Testo dell'esercizio
◆ ◆ ◆ ◆ ◆

Attraverso l’applicazione di un nuovo approccio, noto come metabolomica inversa, che combina sintesi organica, scienza dei dati e spettrometria di massa per comprendere al meglio quali molecole vengono secrete dal microbioma e come influenzano la salute dell’uomo, un team dell’Università della California di San Diego (USA) ha individuato nuovi possibili biomarker delle malattie infiammatorie intestinali (IBD). I risultati della ricerca sono stati pubblicati su Nature.
Le molecole prodotte dal microbiota, il microbioma, sono complesse da studiare. Tuttavia, mediante la nuova tecnica il team ha identificato una nuova ‘firma’ metabolomica delle IBD, evidenziando molecole che, secondo gli autori, potrebbero servire, un domani, da biomarker per la diagnosi di IBD o come possibile bersaglio terapeutico.

◆ ◆ ◆ ◆ ◆

Sezione dati
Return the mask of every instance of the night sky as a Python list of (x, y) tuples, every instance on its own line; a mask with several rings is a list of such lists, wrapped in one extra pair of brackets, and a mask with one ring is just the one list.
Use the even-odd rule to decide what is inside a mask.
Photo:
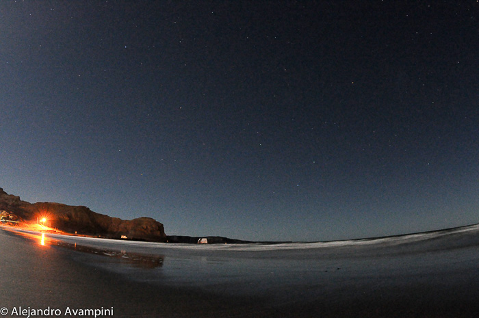
[(167, 235), (479, 222), (479, 3), (0, 2), (0, 187)]

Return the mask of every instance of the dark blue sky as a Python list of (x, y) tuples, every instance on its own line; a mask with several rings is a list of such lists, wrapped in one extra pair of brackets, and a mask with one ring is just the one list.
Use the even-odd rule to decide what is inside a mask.
[(0, 187), (168, 235), (477, 223), (478, 13), (476, 0), (1, 1)]

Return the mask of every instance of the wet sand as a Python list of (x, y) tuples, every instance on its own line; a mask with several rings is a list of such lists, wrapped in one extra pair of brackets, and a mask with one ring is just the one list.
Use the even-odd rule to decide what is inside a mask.
[[(42, 245), (41, 235), (0, 230), (0, 307), (113, 307), (115, 317), (479, 315), (476, 232), (388, 247), (253, 253), (183, 247), (148, 252), (134, 244), (114, 248), (121, 242), (104, 249), (101, 242), (75, 247), (74, 238), (43, 239)], [(200, 282), (205, 269), (191, 264), (205, 261), (213, 274), (224, 269), (226, 280)]]

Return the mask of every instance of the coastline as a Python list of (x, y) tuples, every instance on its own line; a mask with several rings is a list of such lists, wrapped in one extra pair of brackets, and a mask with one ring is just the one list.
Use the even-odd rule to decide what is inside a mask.
[(55, 235), (42, 246), (41, 233), (0, 230), (0, 268), (9, 273), (0, 276), (0, 306), (113, 307), (125, 317), (472, 317), (479, 314), (476, 234), (306, 252), (114, 240), (126, 250), (117, 257), (118, 248), (100, 248), (109, 240), (79, 237), (94, 244), (75, 251), (49, 243)]

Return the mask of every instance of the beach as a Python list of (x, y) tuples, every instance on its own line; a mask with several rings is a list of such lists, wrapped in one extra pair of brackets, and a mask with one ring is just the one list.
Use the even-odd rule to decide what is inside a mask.
[(377, 240), (211, 246), (0, 230), (0, 307), (10, 313), (29, 307), (64, 317), (79, 317), (72, 309), (103, 309), (102, 317), (112, 309), (116, 317), (479, 314), (477, 226)]

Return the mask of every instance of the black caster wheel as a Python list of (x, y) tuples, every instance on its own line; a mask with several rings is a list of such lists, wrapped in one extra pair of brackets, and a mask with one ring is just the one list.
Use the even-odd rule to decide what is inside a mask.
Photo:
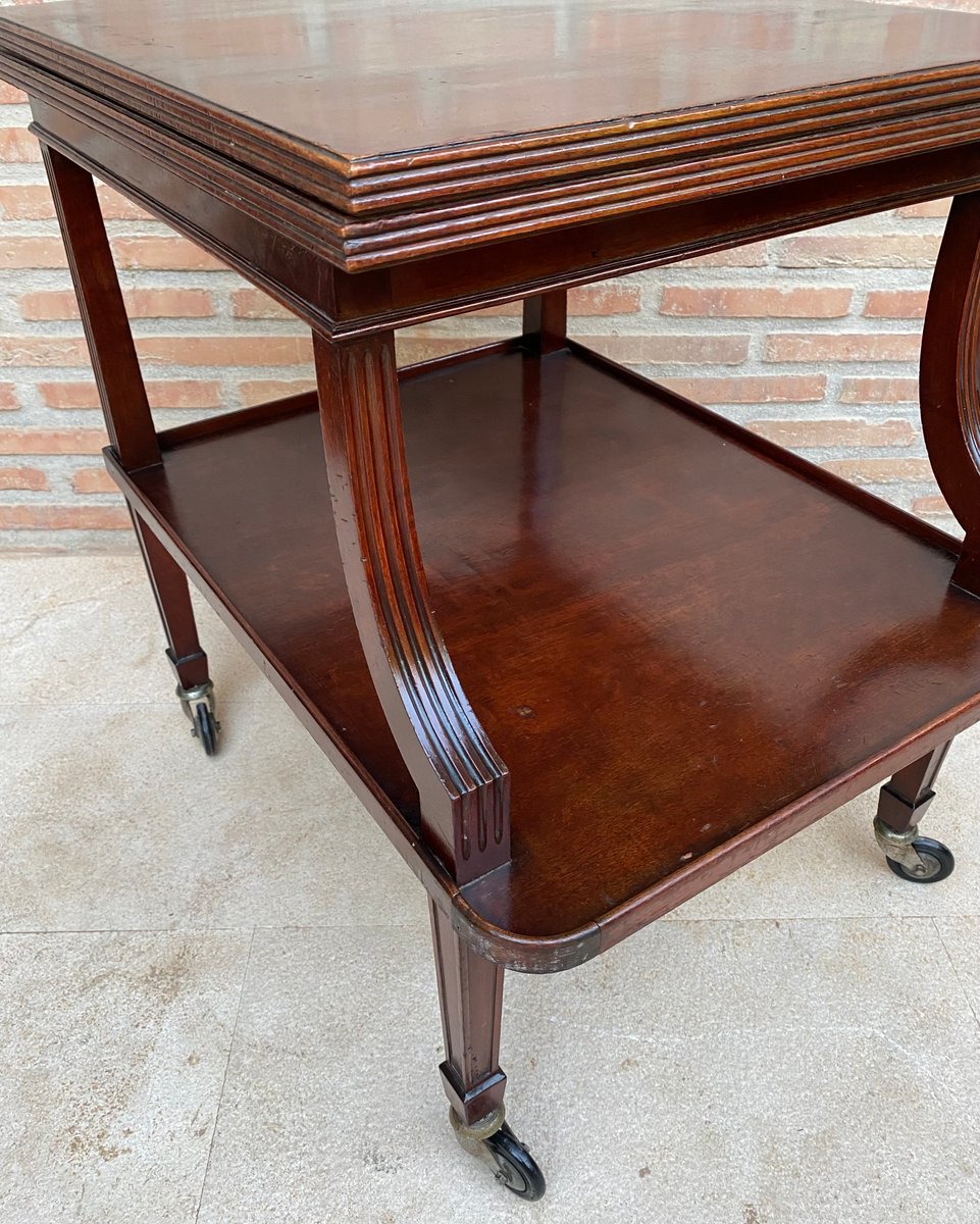
[(507, 1122), (483, 1142), (497, 1164), (497, 1180), (511, 1195), (529, 1202), (541, 1198), (544, 1193), (544, 1174)]
[(913, 884), (936, 884), (953, 874), (956, 859), (948, 846), (943, 846), (942, 842), (934, 841), (931, 837), (916, 837), (911, 845), (922, 860), (921, 869), (909, 870), (904, 864), (896, 863), (893, 858), (889, 858), (888, 867), (896, 875), (903, 880), (911, 880)]
[(196, 736), (204, 749), (207, 756), (213, 756), (218, 752), (218, 723), (214, 714), (206, 701), (198, 701), (195, 706), (195, 721), (191, 733)]
[(213, 756), (218, 752), (218, 736), (221, 731), (221, 723), (214, 715), (214, 685), (210, 681), (190, 689), (177, 684), (177, 696), (191, 720), (191, 734), (201, 742), (206, 755)]

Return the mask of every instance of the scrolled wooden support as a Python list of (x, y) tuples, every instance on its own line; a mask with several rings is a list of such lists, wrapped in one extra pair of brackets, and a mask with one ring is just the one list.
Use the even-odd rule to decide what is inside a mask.
[(980, 596), (980, 192), (957, 196), (922, 327), (922, 435), (964, 531), (952, 581)]
[(418, 787), (422, 832), (460, 884), (510, 857), (509, 775), (432, 612), (401, 437), (394, 333), (313, 334), (344, 574), (368, 667)]

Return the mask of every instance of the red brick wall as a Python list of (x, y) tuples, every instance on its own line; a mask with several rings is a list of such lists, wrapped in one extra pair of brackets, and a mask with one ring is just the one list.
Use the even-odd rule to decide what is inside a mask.
[[(10, 0), (0, 0), (10, 2)], [(0, 547), (128, 546), (65, 255), (0, 86)], [(161, 425), (311, 386), (303, 329), (116, 193), (102, 200)], [(705, 257), (571, 296), (573, 333), (916, 513), (941, 517), (915, 404), (945, 204)], [(400, 337), (418, 360), (513, 332), (515, 308)]]

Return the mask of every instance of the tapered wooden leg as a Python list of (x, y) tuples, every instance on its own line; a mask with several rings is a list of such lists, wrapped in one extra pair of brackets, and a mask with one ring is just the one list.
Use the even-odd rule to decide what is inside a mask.
[(456, 1116), (473, 1126), (504, 1103), (499, 1066), (504, 971), (475, 952), (429, 902), (445, 1062), (439, 1067)]
[(881, 788), (878, 820), (897, 834), (908, 832), (919, 824), (930, 803), (936, 798), (932, 783), (946, 760), (952, 739), (940, 744), (918, 761), (899, 770)]
[[(127, 471), (152, 468), (160, 463), (160, 448), (95, 185), (87, 170), (61, 153), (46, 147), (43, 153), (109, 441)], [(196, 694), (210, 706), (209, 694), (199, 692), (210, 688), (208, 660), (197, 640), (187, 579), (149, 528), (136, 514), (132, 520), (166, 634), (168, 657), (185, 694)]]
[(932, 783), (952, 741), (900, 769), (881, 788), (875, 837), (888, 867), (896, 875), (914, 884), (936, 884), (951, 875), (953, 854), (942, 842), (919, 836), (919, 821), (935, 799)]
[(132, 515), (132, 523), (166, 635), (166, 657), (170, 660), (177, 683), (187, 693), (209, 683), (208, 656), (197, 639), (187, 579), (180, 565), (137, 514)]

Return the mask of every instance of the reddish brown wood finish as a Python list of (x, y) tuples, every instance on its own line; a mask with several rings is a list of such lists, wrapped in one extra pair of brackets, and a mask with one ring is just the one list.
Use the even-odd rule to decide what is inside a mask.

◆ ◆ ◆ ◆ ◆

Esercizi proposti
1 - Secondo il testo sulla metabolomica inversa, quali discipline combina questo nuovo approccio?
2 - Prosegui il testo sulla metabolomica inversa aggiungendo qualche frase dopo l'ultima.

Soluzioni degli esercizi
1 - Combina sintesi organica, scienza dei dati e spettrometria di massa.

2 -
I ricercatori hanno utilizzato i dati metabolomici accessibili al pubblico e hanno cercato nuovi marcatori. Dall’analisi è emerso che tra 145 acidi biliari dai dati pubblici, 139 non erano mai stati descritti prima. Il team, poi, ha confrontato i ‘marcatori’ metabolomici di campioni provenienti da diverse popolazioni di pazienti, osservando una forte associazione tra una classe di molecole sintetizzate dai microbi, gli amidati della bile, e le IBD, ipotizzando che queste molecole siano in qualche modo coinvolte nella patogenesi delle IBD. Infine, gli scienziati hanno osservato che alcuni amidati erano più elevati nei pazienti con malattia di Crohn, soprattutto in forma attiva. Diversi composti amidati della bile, infatti, promuoverebbero l’infiammazione intestinale alterando la funzione delle cellule T e un composto microbico in particolare avrebbe prodotto un aumento di sei volte dei livelli di una citochina chiave nota per essere coinvolta nella patogenesi della malattia di Crohn, come hanno spiegato gli stessi autori.